Stored items:
# # #
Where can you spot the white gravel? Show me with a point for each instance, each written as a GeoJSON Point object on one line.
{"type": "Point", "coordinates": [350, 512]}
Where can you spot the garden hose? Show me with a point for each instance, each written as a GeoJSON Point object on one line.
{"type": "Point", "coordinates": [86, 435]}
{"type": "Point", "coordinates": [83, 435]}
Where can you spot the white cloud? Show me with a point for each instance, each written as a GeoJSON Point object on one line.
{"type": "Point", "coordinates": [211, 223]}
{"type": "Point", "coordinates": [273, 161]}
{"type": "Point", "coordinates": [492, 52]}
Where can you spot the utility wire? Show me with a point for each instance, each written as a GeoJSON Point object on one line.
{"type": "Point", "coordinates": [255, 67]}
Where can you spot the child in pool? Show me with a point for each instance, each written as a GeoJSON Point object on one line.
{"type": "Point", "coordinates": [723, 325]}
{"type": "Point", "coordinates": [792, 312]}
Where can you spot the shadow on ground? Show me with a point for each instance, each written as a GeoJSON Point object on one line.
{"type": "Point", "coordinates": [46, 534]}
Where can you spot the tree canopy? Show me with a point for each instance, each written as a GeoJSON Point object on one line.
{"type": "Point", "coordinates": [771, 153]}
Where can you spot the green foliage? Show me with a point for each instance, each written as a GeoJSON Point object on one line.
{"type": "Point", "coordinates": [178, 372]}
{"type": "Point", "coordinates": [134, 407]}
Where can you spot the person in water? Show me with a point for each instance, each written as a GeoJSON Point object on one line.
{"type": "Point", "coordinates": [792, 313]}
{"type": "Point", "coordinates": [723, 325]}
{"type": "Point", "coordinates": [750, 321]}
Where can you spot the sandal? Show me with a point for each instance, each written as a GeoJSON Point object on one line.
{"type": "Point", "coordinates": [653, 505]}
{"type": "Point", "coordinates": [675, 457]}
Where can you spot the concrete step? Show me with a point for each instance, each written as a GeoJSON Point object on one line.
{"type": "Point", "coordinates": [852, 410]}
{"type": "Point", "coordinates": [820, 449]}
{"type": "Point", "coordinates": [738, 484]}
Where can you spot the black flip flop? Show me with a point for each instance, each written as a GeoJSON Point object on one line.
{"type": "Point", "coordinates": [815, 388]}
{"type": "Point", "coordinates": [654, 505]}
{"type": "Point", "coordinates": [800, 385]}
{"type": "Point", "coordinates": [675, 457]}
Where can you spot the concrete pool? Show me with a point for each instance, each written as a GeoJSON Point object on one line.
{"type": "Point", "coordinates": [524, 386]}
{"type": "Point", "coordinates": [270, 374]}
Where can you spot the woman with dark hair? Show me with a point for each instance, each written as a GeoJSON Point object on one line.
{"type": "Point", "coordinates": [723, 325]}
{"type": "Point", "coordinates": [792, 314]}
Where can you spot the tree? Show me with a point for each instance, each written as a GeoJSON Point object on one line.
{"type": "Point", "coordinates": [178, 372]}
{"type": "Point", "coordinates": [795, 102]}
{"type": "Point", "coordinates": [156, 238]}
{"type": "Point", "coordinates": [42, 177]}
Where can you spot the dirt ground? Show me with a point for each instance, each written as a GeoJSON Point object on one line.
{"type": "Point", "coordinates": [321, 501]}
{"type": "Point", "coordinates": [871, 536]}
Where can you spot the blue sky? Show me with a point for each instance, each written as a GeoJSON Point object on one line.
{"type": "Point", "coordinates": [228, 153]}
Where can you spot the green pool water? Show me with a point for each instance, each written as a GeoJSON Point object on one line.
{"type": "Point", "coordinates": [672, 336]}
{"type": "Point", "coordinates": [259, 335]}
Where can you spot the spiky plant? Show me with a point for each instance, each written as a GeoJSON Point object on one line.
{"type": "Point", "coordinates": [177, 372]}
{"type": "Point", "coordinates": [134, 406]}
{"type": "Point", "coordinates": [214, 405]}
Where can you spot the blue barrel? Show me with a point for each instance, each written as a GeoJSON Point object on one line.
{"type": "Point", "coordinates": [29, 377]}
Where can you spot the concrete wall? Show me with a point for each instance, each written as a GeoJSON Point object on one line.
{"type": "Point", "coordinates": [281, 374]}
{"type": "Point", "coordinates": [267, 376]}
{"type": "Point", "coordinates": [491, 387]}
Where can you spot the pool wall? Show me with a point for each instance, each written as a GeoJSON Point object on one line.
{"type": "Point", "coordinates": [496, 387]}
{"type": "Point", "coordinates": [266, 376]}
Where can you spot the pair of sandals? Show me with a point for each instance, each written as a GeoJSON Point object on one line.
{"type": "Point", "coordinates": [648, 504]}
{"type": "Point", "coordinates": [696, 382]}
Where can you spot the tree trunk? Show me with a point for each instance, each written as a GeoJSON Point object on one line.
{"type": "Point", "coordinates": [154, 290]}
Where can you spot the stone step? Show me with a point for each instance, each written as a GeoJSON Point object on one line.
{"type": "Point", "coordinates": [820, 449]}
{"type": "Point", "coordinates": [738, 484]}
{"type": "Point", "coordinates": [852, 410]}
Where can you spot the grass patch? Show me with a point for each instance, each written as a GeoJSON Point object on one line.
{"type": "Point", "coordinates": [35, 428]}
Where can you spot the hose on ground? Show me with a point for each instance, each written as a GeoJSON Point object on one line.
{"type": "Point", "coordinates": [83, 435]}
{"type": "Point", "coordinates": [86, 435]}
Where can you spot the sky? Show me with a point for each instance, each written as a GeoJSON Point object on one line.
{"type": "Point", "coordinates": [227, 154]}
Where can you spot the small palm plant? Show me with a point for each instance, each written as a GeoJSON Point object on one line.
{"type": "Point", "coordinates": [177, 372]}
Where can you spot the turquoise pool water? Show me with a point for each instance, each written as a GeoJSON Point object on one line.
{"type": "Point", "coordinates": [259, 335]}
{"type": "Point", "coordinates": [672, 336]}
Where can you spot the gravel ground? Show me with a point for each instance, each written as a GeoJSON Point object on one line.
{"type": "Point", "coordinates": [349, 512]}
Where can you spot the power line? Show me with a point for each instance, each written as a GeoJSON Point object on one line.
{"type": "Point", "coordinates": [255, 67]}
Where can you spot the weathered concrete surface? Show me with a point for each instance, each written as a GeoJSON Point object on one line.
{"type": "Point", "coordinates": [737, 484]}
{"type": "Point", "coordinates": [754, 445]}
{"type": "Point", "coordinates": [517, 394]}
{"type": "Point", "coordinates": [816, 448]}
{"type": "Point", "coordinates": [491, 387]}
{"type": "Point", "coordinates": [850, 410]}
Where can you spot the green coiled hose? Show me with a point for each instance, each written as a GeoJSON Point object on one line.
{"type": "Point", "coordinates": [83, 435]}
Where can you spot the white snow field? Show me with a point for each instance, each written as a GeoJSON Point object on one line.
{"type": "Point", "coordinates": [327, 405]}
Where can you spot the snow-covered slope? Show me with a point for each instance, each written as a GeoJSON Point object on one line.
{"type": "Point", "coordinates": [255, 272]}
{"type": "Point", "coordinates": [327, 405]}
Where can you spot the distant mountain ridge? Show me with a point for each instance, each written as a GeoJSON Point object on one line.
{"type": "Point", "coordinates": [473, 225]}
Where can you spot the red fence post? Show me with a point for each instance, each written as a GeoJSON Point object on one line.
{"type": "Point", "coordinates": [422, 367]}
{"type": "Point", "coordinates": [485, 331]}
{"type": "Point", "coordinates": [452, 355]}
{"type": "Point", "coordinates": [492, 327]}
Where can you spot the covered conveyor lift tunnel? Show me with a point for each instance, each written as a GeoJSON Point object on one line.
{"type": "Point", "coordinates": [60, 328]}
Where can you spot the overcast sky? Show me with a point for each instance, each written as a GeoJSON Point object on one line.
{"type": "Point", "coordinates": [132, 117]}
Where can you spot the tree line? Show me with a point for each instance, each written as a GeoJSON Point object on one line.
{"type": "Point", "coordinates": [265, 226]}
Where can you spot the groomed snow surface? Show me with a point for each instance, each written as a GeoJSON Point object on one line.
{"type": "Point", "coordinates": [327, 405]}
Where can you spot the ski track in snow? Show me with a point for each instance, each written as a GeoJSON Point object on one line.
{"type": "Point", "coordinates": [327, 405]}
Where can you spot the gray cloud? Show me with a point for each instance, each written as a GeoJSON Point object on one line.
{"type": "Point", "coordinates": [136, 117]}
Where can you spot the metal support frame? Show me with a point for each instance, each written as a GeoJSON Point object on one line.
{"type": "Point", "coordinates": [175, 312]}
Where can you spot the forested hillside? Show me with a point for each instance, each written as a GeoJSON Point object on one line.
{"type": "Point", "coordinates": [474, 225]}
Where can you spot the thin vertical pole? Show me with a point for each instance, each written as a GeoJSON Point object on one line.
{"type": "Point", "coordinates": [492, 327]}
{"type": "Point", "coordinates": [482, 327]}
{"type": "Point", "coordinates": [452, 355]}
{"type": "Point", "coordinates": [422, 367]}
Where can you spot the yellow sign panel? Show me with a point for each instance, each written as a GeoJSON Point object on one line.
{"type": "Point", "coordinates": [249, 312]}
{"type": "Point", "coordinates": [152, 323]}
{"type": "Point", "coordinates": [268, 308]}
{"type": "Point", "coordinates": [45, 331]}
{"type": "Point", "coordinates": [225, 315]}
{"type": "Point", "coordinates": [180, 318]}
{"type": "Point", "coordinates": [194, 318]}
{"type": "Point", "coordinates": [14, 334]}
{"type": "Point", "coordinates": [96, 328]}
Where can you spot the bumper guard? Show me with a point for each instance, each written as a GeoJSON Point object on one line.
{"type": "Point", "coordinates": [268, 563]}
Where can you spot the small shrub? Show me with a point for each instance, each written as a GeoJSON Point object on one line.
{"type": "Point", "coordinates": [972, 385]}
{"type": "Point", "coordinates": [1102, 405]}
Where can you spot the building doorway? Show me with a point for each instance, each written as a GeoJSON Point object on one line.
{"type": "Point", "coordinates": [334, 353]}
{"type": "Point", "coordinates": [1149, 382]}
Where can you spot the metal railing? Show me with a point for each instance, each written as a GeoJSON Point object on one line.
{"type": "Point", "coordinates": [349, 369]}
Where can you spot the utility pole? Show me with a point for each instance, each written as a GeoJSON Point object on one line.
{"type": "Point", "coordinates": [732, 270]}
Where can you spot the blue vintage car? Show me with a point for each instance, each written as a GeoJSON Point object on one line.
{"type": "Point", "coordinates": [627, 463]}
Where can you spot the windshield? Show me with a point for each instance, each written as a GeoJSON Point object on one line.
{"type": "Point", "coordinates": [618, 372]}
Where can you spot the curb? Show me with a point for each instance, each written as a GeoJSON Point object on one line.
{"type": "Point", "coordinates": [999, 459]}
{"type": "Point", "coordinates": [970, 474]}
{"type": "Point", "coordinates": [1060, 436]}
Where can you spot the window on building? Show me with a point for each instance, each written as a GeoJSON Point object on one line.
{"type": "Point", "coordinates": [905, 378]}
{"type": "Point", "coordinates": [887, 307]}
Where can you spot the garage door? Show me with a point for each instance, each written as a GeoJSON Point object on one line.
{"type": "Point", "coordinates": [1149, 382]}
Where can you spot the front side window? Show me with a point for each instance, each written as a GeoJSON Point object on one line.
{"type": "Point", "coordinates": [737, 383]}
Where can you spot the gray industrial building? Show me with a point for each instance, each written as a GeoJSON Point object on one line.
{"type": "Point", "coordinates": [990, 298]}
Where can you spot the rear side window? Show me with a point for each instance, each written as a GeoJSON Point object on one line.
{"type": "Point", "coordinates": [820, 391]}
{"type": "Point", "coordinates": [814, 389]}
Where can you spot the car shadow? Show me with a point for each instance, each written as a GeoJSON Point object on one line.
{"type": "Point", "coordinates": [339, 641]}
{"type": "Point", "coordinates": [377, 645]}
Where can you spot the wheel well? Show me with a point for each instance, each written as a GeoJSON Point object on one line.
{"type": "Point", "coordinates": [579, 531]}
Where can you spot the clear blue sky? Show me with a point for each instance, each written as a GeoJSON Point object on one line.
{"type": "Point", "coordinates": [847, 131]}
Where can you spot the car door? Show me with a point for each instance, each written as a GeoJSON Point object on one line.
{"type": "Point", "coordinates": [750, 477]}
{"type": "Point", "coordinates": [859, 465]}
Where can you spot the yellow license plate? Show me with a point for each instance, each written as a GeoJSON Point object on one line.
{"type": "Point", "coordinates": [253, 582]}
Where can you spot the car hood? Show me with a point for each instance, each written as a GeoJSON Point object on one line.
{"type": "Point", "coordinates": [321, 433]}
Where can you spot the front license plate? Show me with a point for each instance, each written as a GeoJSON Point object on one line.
# # #
YOUR TASK
Lines from the one containing "Where can you spot the car hood?" through the last line of the data above are the only output wanted; restate them exactly.

COMPLETED TASK
Where can you spot the car hood? Show me with a point for each instance, each written as a GeoJSON Point object on one line.
{"type": "Point", "coordinates": [321, 433]}
Where can you spot the front license plate? Show me with a point for each instance, each written as a GeoJSON Point object on one line.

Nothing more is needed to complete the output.